+++ Materials provided
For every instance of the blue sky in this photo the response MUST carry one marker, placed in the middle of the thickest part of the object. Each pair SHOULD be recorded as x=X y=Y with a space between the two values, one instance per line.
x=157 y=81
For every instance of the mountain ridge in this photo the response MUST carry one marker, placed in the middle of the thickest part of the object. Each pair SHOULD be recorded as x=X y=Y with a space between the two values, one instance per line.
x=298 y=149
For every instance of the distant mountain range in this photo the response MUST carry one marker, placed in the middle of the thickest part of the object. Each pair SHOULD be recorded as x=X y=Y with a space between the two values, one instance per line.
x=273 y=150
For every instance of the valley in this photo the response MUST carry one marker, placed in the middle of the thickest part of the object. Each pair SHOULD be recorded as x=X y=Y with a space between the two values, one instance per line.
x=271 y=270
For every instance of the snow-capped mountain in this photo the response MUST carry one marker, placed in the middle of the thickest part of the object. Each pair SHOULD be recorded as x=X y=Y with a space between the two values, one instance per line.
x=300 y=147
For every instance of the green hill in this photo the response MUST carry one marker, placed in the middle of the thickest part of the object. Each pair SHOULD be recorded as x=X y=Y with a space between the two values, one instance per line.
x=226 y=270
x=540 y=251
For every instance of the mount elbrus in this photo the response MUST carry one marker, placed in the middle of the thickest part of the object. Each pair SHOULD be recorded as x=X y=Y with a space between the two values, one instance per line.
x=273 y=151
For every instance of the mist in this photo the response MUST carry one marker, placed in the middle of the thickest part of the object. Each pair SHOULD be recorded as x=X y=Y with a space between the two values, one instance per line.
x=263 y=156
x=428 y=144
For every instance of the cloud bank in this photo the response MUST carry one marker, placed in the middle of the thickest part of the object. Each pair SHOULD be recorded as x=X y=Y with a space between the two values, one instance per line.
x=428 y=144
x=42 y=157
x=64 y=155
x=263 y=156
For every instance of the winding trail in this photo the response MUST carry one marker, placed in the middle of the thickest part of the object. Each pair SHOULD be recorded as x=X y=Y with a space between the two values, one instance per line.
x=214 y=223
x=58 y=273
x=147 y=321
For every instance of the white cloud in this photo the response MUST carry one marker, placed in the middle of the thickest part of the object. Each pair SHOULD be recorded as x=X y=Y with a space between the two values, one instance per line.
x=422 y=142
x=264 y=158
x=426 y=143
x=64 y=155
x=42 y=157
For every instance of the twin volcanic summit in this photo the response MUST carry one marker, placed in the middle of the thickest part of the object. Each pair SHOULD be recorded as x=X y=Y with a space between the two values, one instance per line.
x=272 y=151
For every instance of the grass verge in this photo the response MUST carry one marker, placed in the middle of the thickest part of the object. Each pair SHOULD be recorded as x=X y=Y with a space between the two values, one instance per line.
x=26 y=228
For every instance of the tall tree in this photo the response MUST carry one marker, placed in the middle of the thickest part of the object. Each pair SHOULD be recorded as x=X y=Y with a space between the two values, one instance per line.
++++++
Each line from the one holding "For every instance of the twin" to the end of the data above goes into the answer exactly as written, and no other line does.

### Your response
For every instance of the twin volcanic summit in this photo the response MUST carry one marker, placed in the middle of the thickest part of the object. Each pair SHOULD be recorded as x=X y=Y with a space between the two values, one instance per line.
x=272 y=151
For every instance of the grass verge in this photo the response MUST carry one marker, placed in the middle of the thickest part of the object. Each pair SHOULD be recorded as x=X y=Y with a space between the two values, one instance per line.
x=26 y=228
For every instance of the tall tree in this photo the response MUST carry one marker, placed in the middle of the thickest part of the object. Each pair SHOULD be recorded as x=X y=Y with a space between the two values, one instance per line.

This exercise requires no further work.